── Listed entries

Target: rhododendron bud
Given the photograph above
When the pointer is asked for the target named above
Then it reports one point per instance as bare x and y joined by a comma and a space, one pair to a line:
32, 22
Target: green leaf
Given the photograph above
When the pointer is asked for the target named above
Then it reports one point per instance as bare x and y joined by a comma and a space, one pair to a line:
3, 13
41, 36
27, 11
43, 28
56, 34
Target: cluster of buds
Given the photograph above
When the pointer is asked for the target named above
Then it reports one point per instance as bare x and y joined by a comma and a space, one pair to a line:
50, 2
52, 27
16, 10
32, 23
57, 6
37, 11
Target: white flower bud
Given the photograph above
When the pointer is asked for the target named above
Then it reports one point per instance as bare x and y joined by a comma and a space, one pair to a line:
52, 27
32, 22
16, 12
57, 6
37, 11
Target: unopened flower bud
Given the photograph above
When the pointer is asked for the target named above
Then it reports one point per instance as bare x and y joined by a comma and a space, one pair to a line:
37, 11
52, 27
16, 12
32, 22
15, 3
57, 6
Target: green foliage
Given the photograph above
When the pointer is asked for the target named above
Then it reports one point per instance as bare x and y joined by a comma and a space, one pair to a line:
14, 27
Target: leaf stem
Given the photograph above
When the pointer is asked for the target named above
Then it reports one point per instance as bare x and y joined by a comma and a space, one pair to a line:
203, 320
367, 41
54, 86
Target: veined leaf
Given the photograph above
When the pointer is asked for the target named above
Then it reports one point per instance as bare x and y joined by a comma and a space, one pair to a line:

────

Brief: Replace each "pointer" in the material above with "locator", and reproduce the material otherwise unchanged.

The response:
Target: rhododendron bud
Given the photograph above
When the locator is asked for the target named above
Then it reports one point per instance as bare x and y joined by a comma and a space, one pair to a line:
32, 22
Target: green leaf
Given the photograph above
When the locator is asked for the target named above
Then it reports one point per instance as bare x and y joined by a comma and a space, one pair to a line:
3, 13
41, 36
27, 11
43, 28
56, 34
Target: cluster of buds
Given the photograph above
When the locator is asked for the target named above
Then it reports one point per instance as bare x and y joined by a comma and a space, one pair to a line:
50, 2
52, 27
16, 10
32, 23
57, 6
37, 11
Target: white flower bud
Given the photograph above
When the locator is asked for the target named above
Then it reports one point per instance as bare x and y joined by a comma and a space, one pair to a line:
52, 27
32, 22
16, 12
57, 6
37, 11
Target: unopened flower bud
Given the photograph above
When the locator is asked for the target named above
Then it reports one point per instance as bare x and y joined by a comma and a space, one pair to a line:
37, 11
52, 27
16, 12
32, 22
15, 3
57, 6
Target: green foliage
Given the photograph above
When the locator is asked for the target named above
Then it reports one point per instance as bare x and y joined by a comma and a space, one pair to a line:
14, 27
Target: leaf stem
Given the photograph above
When the locator is asked for the target named above
Then it reports one point per instance as bare x and y joined by a comma and a space, one pair to a line:
203, 320
367, 41
54, 86
Target: veined leaf
Given the photograph above
When the locator is asked for the target named above
Then it reports one point per instance as bare x and y joined by a comma and a space, one pair to a line:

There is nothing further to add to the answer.